**練習問題**:
A - 「強運の人」の記事を読んで、次の問いに答えてください。
(i) 半年くらい前、しこりの大きさはどのくらいでしたか。
(ii) 会社の健診を受けたのはいつですか。
(iii) 手術のあと、医師はどう言いましたか。
B - 妻の手術について書いた「強運の人」の記事の続きを書いてください。

**本文**:
日刊早坂ノボル新聞

日々のよしなしごとを記しています。

強運の人

半年くらい前に、妻の胸に小さなしこりが出来ました。
「女性の胸にしこり」は重大な事態となる惧れがありますので、すぐに病院に行かせました。
検査結果は、「脂肪の塊で、気にならなければ無視してよい」とのこと。
実際のところ、7ミリから10ミリの大きさでした。
 
ところが今年の8月になり、このしこりが急に大きくなり始めました。
9月頭に会社の健診を受けたのですが、診察した医師は触診して、「すぐに専門医に診てもらいなさい」と勧めました。
数日後、ある総合病院に行くと、「これは早く切らなくてはならない。別の病院を紹介します」と、紹介状を渡されました。
この時、妻のしこりは15センチ大に到達していました。
 
昨日、手術を受け、この腫瘍を切除したのです。
根が深かったので、終了予定の時間を大幅に過ぎてしまいました。
医師の話は、「無事取れました」で、さらに「悪性ではない」とのことでした。
この1か月で、妻のしこりを見聞きした人は、そのすべてが「悪性腫瘍だろう」と思ったに違いないです。
(実はダンナも覚悟していました。)
 
ところが、妻はやはり強運の持ち主でした。
そう言えば、これまで手相や姓名判断、生まれた月日など、占い師の類に見てもらったことがありますが、皆口をそろえて「とてつもない強運の持ち主」だと言いました。

**一覧の抜粋**:
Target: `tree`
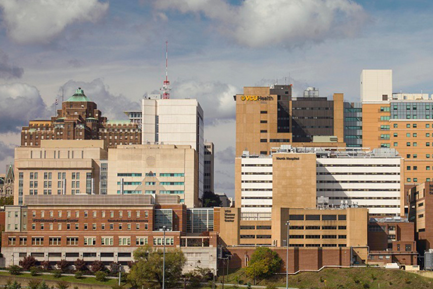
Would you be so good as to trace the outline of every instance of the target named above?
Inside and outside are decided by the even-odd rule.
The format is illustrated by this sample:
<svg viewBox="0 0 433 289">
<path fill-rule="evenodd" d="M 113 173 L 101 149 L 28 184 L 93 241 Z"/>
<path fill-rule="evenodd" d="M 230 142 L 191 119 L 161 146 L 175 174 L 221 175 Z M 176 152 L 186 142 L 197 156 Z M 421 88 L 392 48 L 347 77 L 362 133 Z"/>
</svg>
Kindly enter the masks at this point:
<svg viewBox="0 0 433 289">
<path fill-rule="evenodd" d="M 69 262 L 66 260 L 60 260 L 55 264 L 58 269 L 62 271 L 62 273 L 66 272 L 69 267 Z"/>
<path fill-rule="evenodd" d="M 90 267 L 90 270 L 94 273 L 96 273 L 99 271 L 102 271 L 105 269 L 103 263 L 97 260 L 94 261 Z"/>
<path fill-rule="evenodd" d="M 2 207 L 4 205 L 13 205 L 13 196 L 2 196 L 0 197 L 0 206 Z"/>
<path fill-rule="evenodd" d="M 84 260 L 82 259 L 77 259 L 74 262 L 74 266 L 75 266 L 75 271 L 87 271 L 87 265 Z"/>
<path fill-rule="evenodd" d="M 162 286 L 163 252 L 161 249 L 141 247 L 134 252 L 136 262 L 132 266 L 128 280 L 133 287 L 142 288 L 149 283 Z M 165 254 L 165 282 L 167 287 L 176 285 L 182 276 L 186 263 L 184 253 L 178 249 L 171 249 Z"/>
<path fill-rule="evenodd" d="M 36 259 L 33 256 L 27 256 L 24 257 L 23 260 L 21 261 L 21 265 L 24 270 L 29 271 L 32 267 L 36 266 Z"/>
<path fill-rule="evenodd" d="M 41 262 L 41 267 L 42 269 L 48 271 L 51 270 L 51 264 L 49 264 L 49 261 L 43 261 Z"/>
<path fill-rule="evenodd" d="M 17 265 L 13 265 L 7 268 L 7 271 L 11 275 L 19 275 L 21 273 L 21 267 Z"/>
<path fill-rule="evenodd" d="M 38 279 L 30 280 L 28 283 L 29 289 L 38 289 L 41 280 L 38 280 Z"/>
<path fill-rule="evenodd" d="M 108 274 L 104 271 L 99 271 L 95 273 L 95 276 L 97 281 L 104 282 L 107 280 L 107 276 Z"/>
<path fill-rule="evenodd" d="M 269 276 L 278 272 L 282 263 L 283 260 L 276 252 L 266 247 L 259 247 L 251 256 L 246 274 L 258 277 Z"/>
<path fill-rule="evenodd" d="M 49 289 L 49 287 L 45 283 L 45 281 L 42 281 L 39 283 L 39 286 L 38 287 L 38 289 Z"/>
<path fill-rule="evenodd" d="M 66 281 L 57 281 L 57 289 L 68 289 L 69 288 L 69 284 Z"/>
<path fill-rule="evenodd" d="M 220 197 L 212 192 L 205 192 L 203 193 L 203 206 L 209 208 L 220 207 L 222 202 Z"/>
</svg>

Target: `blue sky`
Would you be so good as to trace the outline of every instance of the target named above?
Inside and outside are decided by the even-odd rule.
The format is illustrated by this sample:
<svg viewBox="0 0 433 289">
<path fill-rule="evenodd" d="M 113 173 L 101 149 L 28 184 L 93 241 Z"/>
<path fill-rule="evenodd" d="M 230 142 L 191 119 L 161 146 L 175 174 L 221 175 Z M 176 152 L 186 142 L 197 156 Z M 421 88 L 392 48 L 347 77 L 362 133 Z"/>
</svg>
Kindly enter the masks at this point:
<svg viewBox="0 0 433 289">
<path fill-rule="evenodd" d="M 433 1 L 0 0 L 0 172 L 19 127 L 78 86 L 110 118 L 161 87 L 195 97 L 215 144 L 216 190 L 234 191 L 235 103 L 278 80 L 359 100 L 363 69 L 392 69 L 395 92 L 433 93 Z"/>
</svg>

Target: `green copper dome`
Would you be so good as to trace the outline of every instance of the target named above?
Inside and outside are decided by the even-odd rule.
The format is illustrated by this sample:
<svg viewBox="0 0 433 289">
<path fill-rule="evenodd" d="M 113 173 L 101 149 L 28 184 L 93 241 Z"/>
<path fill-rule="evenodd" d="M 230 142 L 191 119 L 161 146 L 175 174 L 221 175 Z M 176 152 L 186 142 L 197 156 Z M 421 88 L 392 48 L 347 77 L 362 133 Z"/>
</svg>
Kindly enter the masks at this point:
<svg viewBox="0 0 433 289">
<path fill-rule="evenodd" d="M 81 87 L 79 87 L 78 89 L 75 91 L 75 94 L 68 98 L 66 101 L 85 102 L 87 101 L 92 101 L 92 100 L 86 96 L 86 95 L 84 94 L 84 91 L 81 89 Z"/>
</svg>

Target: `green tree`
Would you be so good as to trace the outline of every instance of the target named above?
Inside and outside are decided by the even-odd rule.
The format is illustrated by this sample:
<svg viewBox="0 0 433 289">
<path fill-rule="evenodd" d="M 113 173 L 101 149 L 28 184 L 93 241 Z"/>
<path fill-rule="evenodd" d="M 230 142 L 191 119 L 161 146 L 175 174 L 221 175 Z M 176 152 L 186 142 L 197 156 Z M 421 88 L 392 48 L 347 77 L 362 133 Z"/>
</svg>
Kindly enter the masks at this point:
<svg viewBox="0 0 433 289">
<path fill-rule="evenodd" d="M 39 287 L 39 284 L 41 283 L 41 280 L 38 279 L 32 279 L 29 281 L 28 287 L 29 289 L 38 289 Z"/>
<path fill-rule="evenodd" d="M 251 256 L 246 274 L 257 277 L 269 276 L 280 270 L 282 263 L 283 260 L 276 252 L 266 247 L 259 247 Z"/>
<path fill-rule="evenodd" d="M 7 267 L 7 271 L 11 275 L 18 275 L 21 273 L 21 267 L 17 265 L 13 265 Z"/>
<path fill-rule="evenodd" d="M 13 196 L 2 196 L 0 197 L 0 206 L 3 206 L 5 205 L 13 205 Z"/>
<path fill-rule="evenodd" d="M 42 281 L 39 283 L 39 286 L 38 287 L 38 289 L 49 289 L 49 287 L 45 283 L 45 281 Z"/>
<path fill-rule="evenodd" d="M 137 262 L 128 275 L 128 280 L 133 287 L 147 287 L 148 284 L 153 284 L 155 281 L 162 286 L 162 250 L 147 246 L 141 247 L 134 251 L 134 258 Z M 165 283 L 168 287 L 175 285 L 179 280 L 186 263 L 185 256 L 181 250 L 175 249 L 166 252 Z"/>
<path fill-rule="evenodd" d="M 217 194 L 211 192 L 205 192 L 203 193 L 203 206 L 206 208 L 220 207 L 221 200 Z"/>
<path fill-rule="evenodd" d="M 36 266 L 36 259 L 33 256 L 24 257 L 22 261 L 20 262 L 20 265 L 25 270 L 29 271 L 32 267 Z"/>
<path fill-rule="evenodd" d="M 21 285 L 15 281 L 13 283 L 9 284 L 6 287 L 7 289 L 20 289 Z"/>
</svg>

**各問の解答**:
A -
(i) 7ミリから10ミリでした。
(ii) 9月の頭です。
(iii) 「無事取れました」と言い、さらに「悪性ではない」と言いました。

B -
手相がその最たるもので、運命線が普通の人の3倍の太さで2倍近い長さ。
「3回生まれ変わっても、苦労することはない」という占い師もいました。
 
ダンナ(私ですが)は、占いの類はまったく信じないタイプです。
手相は「ただの皺」だし、生まれた時や星座は「人が勝手に記した標」だと思っています。
ところが、妻がとてつもない強運の持ち主であることは素直に認めます。
これは実際に次のような出来事があったからです。
 
ダンナが会社を経営していた時の話です。
中小企業なので、ダンナの方は連日深夜まで働くか、仕事場に泊りになります。
家に電話を入れた時に、小さなことで妻と口ゲンカになったのですが、これが夜中の2時ごろ。
妻は「今からそっちに行く」と言います。
「電車は走っていないし、家から30キロはあるからタクシーに乗るのはもったいないでしょ!」
ところが、妻は道に出て、東京方向に向かうごく普通の乗用車を停め、「用事があるから、東京まで乗せてください」と頼んだのです。
普通は乗せないですね。
さらに、自分がパチンコの景品買いに関わる仕事をしていて、車の後ろに3千万円くらいの現金を積んでいたら、深夜2時に手を挙げて車を止める女を乗せたりはしません。
強盗や幽霊だったら困ります。
ところが、その運転手は妻を乗せ、会社まで送ってくれました。
 
妻はいつもこんな調子で、ほんの少し困った表情をすると、誰かが必要以上に助けてくれます。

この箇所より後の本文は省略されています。